WORK TO DO: Filter the listing below, keeping only the lines that contain the string "target". Treat uppercase and lowercase letters as different.
+++ RECORDED INFORMATION +++
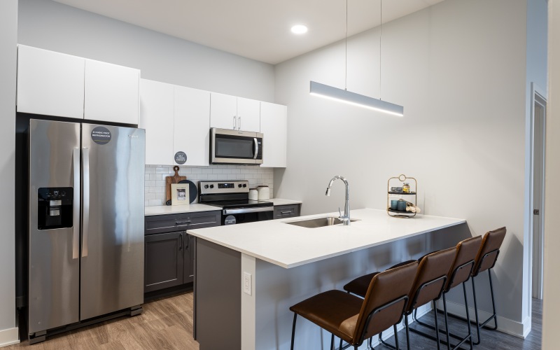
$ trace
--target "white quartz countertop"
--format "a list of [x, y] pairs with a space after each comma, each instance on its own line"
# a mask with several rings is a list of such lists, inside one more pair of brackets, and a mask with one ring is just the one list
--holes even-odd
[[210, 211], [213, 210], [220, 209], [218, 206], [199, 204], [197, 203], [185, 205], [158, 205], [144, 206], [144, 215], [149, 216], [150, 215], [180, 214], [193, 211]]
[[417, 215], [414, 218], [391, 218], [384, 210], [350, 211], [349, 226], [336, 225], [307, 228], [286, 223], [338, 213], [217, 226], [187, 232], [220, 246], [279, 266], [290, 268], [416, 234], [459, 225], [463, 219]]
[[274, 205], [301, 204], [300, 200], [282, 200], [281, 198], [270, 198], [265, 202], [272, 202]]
+++
+++ RECORDED INFORMATION +++
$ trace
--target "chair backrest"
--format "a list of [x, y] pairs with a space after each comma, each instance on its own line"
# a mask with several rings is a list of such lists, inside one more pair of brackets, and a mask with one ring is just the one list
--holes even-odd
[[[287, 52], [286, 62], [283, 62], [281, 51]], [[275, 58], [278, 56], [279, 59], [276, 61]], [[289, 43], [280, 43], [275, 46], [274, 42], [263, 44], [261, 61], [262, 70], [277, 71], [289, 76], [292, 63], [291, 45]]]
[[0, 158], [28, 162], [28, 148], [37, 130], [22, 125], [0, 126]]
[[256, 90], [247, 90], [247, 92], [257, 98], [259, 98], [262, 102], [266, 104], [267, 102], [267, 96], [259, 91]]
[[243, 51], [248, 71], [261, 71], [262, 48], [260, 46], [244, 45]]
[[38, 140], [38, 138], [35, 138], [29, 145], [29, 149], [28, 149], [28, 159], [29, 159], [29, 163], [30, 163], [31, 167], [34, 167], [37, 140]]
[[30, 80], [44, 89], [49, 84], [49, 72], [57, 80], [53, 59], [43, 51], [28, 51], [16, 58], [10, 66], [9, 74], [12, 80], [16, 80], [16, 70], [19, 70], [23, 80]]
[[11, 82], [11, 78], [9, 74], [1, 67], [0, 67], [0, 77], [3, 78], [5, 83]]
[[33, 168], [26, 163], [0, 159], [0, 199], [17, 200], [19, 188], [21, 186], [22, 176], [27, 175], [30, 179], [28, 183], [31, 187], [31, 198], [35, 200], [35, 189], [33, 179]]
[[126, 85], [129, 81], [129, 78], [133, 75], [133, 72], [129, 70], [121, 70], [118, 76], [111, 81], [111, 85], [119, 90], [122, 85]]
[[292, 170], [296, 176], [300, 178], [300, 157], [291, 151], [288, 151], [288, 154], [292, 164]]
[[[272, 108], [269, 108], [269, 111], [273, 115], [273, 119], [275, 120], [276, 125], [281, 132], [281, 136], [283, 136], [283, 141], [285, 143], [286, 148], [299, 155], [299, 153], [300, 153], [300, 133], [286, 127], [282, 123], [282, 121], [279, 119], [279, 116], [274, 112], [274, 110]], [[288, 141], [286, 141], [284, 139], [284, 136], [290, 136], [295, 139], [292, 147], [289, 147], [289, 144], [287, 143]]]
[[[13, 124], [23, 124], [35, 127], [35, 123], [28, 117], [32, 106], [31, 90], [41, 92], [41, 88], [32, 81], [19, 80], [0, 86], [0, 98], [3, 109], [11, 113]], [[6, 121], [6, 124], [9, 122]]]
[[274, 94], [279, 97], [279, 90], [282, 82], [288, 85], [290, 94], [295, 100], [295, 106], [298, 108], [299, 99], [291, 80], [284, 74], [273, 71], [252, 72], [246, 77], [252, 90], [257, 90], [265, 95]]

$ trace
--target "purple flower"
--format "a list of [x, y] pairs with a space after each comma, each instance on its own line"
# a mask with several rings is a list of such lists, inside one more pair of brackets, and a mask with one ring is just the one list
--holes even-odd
+++
TASK OUTPUT:
--target "white quartz countertop"
--target "chair backrest"
--target "purple flower"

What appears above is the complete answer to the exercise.